Tasks to perform:
1 – Answer these questions from the commentary on the Gorsuch hearings.
(a) What did Gorsuch say he would have done if anyone had asked him for such a commitment?
(b) How long before help arrived did the truck driver drive off?
(c) Under the federal law, when can transport workers not be dismissed?
2 – Translate this sentence from the commentary on the Gorsuch hearings into Spanish: "Gorsuch’s appeals court ruled that federal law prohibited the trucker’s firing."
3 – Print the part of the commentary on the Gorsuch hearings between "For originalist-textualist judges" and "can be real.", inclusive.

Passage for review:

*-*-*

One theme frequently invoked was the dark specter of “litmus tests.” It’s a real, deepening concern. President Trump, who nominated Gorsuch, has recklessly guaranteed that his court picks will “be prolife” and will overturn Roe vs. Wade, oppose gun control, and more. Such a portrayal of judges promising predetermined rulings rather than attempting to approach each case impartially is ruinous to public confidence in the courts.

Litmus test promises were toxic even when they came, even more often and explicitly, from Democrats Hillary Clinton and Bernie Sanders.

Gorsuch reassuringly denied that Trump or anyone else had dared ask him for any such commitment. He extravagantly declared that if anyone had done so, he would have “walked out the door.” He insisted, as every judicial nominee insists, that core ethics forbid a judge from revealing any leaning, any clue, any hint as to how one might rule on an issue likely to come before the court.

But none of this prevented Democrats from demanding exactly those kinds of improper commitments on dozens of issues and cases, relentlessly for three days — or from sighing, rolling their eyes and waxing indignant whenever Gorsuch declined to submit to their litmus tests. Indeed, “evasiveness” is one of the main charges against him.

Regrettably, he can’t walk out the door this time.

Now and then, all the same, the proper business of the hearings came up — examining Gorsuch’s approach to judging and the quality of his work. “Under our Constitution,” he explained in his opening statement, “it’s for [elected legislative bodies], the people’s representatives, to make new laws … and for neutral and independent judges to apply the law in disputes. If judges were just secret legislators declaring not what the law is but what they would like it to be, the very idea of a government by the people … would be at risk.”

For originalist-textualist judges like Gorsuch, it is precisely because judges refrain from always doing what they think is right, and instead follow democratically made law wherever it leads, that self-government can be real.

It’s an exacting discipline — satisfying neither to “living constitution” liberals nor “natural law” conservatives. But that Gorsuch takes it seriously became clear through critics’ harangues over an unavoidably unappealing opinion of Gorsuch’s in the “frozen trucker” case.

A truck driver pulled off the highway in subzero weather when the brakes on his semitrailer froze up. He waited for hours, feared hypothermia, then defied orders and drove off, abandoning his cargo 15 minutes, as it turned out, before help arrived. He was fired.

Gorsuch’s appeals court ruled that federal law prohibited the trucker’s firing. The law says transport workers cannot be dismissed if they “refuse to operate” equipment for legitimate safety reasons.

Alone, Gorsuch dissented, saying the law did not cover this case. He wrote that the trucker had gone beyond “refusing to operate” and had instead operated his employer’s equipment in a way the employer forbade. Gorsuch sympathized with the driver, questioned the kindness and wisdom of the firing. But the law, he said, simply didn’t address the situation at hand.

*-*-*

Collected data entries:
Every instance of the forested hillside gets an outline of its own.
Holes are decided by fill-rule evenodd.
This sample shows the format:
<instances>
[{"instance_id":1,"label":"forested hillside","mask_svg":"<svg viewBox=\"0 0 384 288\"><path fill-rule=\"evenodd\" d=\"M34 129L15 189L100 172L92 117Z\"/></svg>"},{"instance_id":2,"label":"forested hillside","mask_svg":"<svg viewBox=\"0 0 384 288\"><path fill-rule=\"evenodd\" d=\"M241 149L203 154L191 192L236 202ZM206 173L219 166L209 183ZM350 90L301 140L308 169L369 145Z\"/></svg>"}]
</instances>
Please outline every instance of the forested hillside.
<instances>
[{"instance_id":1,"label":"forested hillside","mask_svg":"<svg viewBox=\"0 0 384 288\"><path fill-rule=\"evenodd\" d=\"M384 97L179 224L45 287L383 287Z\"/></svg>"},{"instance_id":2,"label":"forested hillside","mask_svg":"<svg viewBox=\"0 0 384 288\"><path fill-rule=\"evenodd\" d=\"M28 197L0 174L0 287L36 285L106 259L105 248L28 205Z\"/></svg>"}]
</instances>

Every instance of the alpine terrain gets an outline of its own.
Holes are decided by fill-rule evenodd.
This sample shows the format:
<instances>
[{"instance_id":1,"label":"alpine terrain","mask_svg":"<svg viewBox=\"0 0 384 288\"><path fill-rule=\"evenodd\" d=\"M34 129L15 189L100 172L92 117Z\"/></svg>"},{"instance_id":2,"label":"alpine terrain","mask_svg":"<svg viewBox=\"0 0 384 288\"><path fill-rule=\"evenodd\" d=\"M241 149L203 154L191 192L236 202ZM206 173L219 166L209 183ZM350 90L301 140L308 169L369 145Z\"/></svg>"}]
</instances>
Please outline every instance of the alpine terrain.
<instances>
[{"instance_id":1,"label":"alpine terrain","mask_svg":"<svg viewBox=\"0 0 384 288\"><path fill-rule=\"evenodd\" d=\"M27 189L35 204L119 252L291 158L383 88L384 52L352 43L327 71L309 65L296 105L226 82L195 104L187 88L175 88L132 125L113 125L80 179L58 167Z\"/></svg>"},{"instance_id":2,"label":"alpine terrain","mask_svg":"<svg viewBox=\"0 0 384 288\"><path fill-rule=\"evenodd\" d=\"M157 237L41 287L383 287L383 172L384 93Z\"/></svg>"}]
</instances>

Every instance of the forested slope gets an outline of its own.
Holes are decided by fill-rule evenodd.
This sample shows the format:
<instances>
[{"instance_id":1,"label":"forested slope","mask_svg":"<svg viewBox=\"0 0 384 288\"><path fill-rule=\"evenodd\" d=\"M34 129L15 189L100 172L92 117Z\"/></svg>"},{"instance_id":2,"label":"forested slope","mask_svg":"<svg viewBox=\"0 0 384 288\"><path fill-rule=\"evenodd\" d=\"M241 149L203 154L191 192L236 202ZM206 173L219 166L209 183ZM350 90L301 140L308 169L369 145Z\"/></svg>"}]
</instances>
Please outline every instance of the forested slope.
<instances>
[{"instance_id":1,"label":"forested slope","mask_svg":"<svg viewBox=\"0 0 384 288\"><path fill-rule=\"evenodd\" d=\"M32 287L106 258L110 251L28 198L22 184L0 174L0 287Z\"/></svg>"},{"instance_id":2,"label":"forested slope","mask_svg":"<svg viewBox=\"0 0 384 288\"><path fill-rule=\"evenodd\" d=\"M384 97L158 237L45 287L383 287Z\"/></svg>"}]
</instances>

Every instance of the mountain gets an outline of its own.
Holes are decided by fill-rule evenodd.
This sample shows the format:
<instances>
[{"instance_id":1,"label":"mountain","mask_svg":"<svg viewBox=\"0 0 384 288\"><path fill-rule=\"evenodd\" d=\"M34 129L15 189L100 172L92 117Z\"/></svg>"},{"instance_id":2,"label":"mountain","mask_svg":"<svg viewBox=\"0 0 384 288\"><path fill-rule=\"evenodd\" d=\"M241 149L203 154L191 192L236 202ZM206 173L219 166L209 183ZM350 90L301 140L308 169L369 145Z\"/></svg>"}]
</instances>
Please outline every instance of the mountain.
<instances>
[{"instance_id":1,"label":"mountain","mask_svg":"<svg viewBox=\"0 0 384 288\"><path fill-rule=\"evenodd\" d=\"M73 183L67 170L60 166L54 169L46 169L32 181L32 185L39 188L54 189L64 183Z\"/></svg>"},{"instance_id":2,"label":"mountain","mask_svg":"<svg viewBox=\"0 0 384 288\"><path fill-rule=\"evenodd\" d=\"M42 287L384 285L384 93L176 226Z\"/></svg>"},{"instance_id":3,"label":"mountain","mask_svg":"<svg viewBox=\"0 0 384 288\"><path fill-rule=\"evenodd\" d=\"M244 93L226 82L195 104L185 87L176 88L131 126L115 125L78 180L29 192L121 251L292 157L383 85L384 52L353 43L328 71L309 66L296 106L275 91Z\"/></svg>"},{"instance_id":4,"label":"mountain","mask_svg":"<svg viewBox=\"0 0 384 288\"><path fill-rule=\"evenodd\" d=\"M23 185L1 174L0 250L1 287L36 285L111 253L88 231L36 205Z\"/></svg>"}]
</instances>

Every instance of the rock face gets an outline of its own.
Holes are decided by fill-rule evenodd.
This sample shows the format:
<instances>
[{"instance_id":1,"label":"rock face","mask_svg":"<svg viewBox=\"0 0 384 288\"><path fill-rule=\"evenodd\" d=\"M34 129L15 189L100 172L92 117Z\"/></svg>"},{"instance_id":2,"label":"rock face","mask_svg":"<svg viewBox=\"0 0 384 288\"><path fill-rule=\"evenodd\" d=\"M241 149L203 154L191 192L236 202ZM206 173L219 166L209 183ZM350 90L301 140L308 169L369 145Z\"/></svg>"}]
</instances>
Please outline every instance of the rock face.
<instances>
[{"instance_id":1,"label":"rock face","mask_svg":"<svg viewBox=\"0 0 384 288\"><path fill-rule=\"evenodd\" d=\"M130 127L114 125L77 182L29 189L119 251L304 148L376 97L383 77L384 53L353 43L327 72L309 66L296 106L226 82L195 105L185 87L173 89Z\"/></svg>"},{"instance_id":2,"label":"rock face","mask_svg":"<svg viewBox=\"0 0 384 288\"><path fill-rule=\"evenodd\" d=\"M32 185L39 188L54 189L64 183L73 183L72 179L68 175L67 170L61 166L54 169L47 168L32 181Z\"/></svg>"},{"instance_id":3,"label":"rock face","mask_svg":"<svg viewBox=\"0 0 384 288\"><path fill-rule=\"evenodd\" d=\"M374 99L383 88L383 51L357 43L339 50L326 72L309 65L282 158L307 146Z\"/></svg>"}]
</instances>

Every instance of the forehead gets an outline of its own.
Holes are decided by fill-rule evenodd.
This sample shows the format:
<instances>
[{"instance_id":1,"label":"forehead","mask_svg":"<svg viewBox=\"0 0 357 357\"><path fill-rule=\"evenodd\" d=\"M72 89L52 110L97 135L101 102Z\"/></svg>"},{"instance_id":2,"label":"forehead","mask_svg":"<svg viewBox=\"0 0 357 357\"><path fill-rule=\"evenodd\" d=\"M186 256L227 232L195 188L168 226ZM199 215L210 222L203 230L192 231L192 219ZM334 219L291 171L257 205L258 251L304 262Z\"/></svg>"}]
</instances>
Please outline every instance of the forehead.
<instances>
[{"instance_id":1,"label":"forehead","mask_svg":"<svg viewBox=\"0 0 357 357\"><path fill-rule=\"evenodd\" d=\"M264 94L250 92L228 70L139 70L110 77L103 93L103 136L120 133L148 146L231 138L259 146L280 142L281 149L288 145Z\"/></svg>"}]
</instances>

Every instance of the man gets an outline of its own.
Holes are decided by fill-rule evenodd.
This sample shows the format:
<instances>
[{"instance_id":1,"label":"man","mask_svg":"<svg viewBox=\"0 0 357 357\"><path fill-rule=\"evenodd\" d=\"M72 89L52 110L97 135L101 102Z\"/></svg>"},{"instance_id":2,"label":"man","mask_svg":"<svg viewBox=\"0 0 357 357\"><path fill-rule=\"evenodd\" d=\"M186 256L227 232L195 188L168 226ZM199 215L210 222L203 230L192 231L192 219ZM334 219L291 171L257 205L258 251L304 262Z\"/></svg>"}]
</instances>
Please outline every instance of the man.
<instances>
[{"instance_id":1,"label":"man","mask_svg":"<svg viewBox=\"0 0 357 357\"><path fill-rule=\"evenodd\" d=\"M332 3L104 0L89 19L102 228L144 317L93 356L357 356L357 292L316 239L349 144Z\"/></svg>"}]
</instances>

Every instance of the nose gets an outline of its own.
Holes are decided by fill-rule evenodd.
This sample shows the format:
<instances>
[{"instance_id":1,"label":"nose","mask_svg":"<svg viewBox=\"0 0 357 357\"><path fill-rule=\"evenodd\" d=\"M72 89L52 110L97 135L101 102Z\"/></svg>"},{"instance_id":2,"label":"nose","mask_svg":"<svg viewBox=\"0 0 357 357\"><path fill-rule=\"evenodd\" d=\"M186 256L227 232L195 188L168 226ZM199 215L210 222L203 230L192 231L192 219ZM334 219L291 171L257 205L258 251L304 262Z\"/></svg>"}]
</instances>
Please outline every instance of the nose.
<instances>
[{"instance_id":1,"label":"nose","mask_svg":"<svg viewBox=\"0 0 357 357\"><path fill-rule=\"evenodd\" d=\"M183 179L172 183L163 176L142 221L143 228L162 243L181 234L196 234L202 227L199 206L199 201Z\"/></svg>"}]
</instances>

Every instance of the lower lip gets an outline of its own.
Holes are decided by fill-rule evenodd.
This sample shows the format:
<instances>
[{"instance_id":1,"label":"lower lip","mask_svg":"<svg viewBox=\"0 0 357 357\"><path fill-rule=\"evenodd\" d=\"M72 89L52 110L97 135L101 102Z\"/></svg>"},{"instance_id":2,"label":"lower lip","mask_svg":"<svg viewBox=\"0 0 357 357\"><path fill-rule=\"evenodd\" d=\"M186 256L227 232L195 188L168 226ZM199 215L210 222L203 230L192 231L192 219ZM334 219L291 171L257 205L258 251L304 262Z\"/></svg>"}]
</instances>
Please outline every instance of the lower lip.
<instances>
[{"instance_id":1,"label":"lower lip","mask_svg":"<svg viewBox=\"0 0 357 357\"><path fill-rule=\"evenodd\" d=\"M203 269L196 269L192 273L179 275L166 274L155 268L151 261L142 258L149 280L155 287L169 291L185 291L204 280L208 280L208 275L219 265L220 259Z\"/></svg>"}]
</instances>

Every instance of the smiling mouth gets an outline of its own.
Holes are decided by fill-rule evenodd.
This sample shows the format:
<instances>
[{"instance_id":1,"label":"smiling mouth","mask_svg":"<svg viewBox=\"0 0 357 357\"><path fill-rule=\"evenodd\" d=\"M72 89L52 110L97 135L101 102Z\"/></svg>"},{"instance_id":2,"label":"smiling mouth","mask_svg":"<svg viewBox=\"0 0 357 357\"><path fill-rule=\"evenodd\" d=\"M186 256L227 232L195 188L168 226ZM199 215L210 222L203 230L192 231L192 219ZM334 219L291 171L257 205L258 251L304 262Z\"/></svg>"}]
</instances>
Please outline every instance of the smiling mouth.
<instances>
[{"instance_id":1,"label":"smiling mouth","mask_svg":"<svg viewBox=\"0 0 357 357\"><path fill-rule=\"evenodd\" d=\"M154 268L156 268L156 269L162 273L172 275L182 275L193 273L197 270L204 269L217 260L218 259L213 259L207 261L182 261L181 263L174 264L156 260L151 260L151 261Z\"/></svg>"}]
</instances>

*-*-*

Answers for the exercise:
1 –
(a) He would have "walked out the door."
(b) 15 minutes.
(c) When they "refuse to operate" equipment for legitimate safety reasons.

2 – El tribunal de apelaciones de Gorsuch dictaminó que la ley federal prohibía el despido del camionero.

3 –
For originalist-textualist judges like Gorsuch, it is precisely because judges refrain from always doing what they think is right, and instead follow democratically made law wherever it leads, that self-government can be real.